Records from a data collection
::::::::::

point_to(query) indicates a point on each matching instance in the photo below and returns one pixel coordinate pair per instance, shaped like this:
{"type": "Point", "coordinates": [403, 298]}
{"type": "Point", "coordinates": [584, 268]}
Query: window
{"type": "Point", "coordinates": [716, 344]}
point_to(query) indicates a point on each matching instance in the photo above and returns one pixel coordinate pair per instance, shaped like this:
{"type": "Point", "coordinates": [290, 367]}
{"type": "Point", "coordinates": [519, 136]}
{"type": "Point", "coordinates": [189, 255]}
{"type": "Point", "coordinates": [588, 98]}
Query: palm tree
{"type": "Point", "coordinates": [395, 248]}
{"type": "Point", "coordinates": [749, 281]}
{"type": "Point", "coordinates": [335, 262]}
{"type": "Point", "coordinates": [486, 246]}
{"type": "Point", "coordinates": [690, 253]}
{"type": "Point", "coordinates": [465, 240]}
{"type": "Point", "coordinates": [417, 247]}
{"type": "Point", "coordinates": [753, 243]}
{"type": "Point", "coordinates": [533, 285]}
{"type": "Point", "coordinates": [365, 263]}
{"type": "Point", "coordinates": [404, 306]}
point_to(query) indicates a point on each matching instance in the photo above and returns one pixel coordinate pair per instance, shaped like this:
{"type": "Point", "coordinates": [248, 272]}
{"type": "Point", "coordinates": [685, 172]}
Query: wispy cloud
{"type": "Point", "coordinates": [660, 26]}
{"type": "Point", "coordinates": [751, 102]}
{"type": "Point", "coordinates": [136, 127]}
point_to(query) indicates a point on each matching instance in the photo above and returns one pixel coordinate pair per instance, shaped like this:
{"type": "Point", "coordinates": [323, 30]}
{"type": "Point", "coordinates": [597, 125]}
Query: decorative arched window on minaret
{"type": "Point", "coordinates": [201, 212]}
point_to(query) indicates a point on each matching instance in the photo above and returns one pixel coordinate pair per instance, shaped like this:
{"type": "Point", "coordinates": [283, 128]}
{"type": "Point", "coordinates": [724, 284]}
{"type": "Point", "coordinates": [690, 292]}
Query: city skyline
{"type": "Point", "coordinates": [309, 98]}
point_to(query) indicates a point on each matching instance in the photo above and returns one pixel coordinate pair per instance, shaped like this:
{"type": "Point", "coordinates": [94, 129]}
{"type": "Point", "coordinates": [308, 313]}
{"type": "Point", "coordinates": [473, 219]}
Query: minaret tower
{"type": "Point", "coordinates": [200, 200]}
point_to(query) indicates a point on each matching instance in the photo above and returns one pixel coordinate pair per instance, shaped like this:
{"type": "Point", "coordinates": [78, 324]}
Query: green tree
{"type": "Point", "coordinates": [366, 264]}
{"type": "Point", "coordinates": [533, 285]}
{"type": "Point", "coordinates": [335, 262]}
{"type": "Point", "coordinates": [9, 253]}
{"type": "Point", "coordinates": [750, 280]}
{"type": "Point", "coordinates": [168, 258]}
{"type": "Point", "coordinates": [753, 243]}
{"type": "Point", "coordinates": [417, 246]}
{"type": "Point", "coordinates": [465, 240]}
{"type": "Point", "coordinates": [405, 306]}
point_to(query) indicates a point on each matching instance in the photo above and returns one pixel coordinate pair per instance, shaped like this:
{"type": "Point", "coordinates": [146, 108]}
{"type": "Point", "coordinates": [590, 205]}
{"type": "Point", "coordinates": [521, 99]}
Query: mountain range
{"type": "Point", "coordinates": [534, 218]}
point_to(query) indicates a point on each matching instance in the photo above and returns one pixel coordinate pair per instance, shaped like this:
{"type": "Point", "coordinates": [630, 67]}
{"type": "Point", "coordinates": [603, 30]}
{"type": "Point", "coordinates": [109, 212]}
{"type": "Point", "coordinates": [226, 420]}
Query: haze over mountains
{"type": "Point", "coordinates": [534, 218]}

::::::::::

Print out every record again, exactly and in full.

point_to(query) indicates a point on each matching instance in the photo below and returns one pixel coordinate pair per instance, shaped like this:
{"type": "Point", "coordinates": [403, 298]}
{"type": "Point", "coordinates": [584, 268]}
Query: window
{"type": "Point", "coordinates": [716, 344]}
point_to(query) indicates a point on each matching instance in the photo above and returns one pixel coordinate pair per instance, shaped like this:
{"type": "Point", "coordinates": [290, 367]}
{"type": "Point", "coordinates": [519, 136]}
{"type": "Point", "coordinates": [189, 255]}
{"type": "Point", "coordinates": [588, 98]}
Query: palm tree
{"type": "Point", "coordinates": [395, 248]}
{"type": "Point", "coordinates": [749, 281]}
{"type": "Point", "coordinates": [335, 262]}
{"type": "Point", "coordinates": [486, 246]}
{"type": "Point", "coordinates": [690, 253]}
{"type": "Point", "coordinates": [465, 240]}
{"type": "Point", "coordinates": [417, 247]}
{"type": "Point", "coordinates": [753, 243]}
{"type": "Point", "coordinates": [533, 285]}
{"type": "Point", "coordinates": [365, 263]}
{"type": "Point", "coordinates": [404, 306]}
point_to(query) indicates a point on each matching instance in the photo above and returns one pixel coordinate pair per instance, shaped like this:
{"type": "Point", "coordinates": [248, 272]}
{"type": "Point", "coordinates": [685, 172]}
Query: wispy cloud
{"type": "Point", "coordinates": [660, 26]}
{"type": "Point", "coordinates": [751, 102]}
{"type": "Point", "coordinates": [136, 127]}
point_to(query) indicates a point on each matching instance in the photo above and returns one pixel coordinate pair per instance, shaped like this:
{"type": "Point", "coordinates": [323, 30]}
{"type": "Point", "coordinates": [597, 125]}
Query: decorative arched window on minaret
{"type": "Point", "coordinates": [201, 212]}
point_to(query) indicates a point on each matching instance in the photo above and returns one pixel coordinate pair per instance, shaped like this:
{"type": "Point", "coordinates": [283, 128]}
{"type": "Point", "coordinates": [724, 284]}
{"type": "Point", "coordinates": [690, 292]}
Query: city skyline
{"type": "Point", "coordinates": [309, 98]}
point_to(query) indicates a point on each matching instance in the photo above and returns one pixel coordinate pair per instance, shaped like this:
{"type": "Point", "coordinates": [94, 129]}
{"type": "Point", "coordinates": [308, 313]}
{"type": "Point", "coordinates": [473, 219]}
Query: minaret tower
{"type": "Point", "coordinates": [200, 200]}
point_to(query) indicates a point on each matching instance in the photo above and returns one pixel coordinate pair per instance, shaped like this:
{"type": "Point", "coordinates": [78, 324]}
Query: green tree
{"type": "Point", "coordinates": [366, 264]}
{"type": "Point", "coordinates": [533, 285]}
{"type": "Point", "coordinates": [335, 262]}
{"type": "Point", "coordinates": [9, 253]}
{"type": "Point", "coordinates": [750, 280]}
{"type": "Point", "coordinates": [168, 258]}
{"type": "Point", "coordinates": [753, 243]}
{"type": "Point", "coordinates": [417, 246]}
{"type": "Point", "coordinates": [465, 240]}
{"type": "Point", "coordinates": [405, 306]}
point_to(query) indicates a point on each matching instance in the photo above and returns one pixel coordinate pair per instance, shaped like this:
{"type": "Point", "coordinates": [146, 108]}
{"type": "Point", "coordinates": [590, 205]}
{"type": "Point", "coordinates": [521, 99]}
Query: mountain range
{"type": "Point", "coordinates": [534, 218]}
point_to(query) indicates a point on each matching instance in the photo above and returns one pixel coordinate pair per instance, shaped like this:
{"type": "Point", "coordinates": [630, 67]}
{"type": "Point", "coordinates": [603, 30]}
{"type": "Point", "coordinates": [109, 212]}
{"type": "Point", "coordinates": [226, 420]}
Query: haze over mountains
{"type": "Point", "coordinates": [534, 218]}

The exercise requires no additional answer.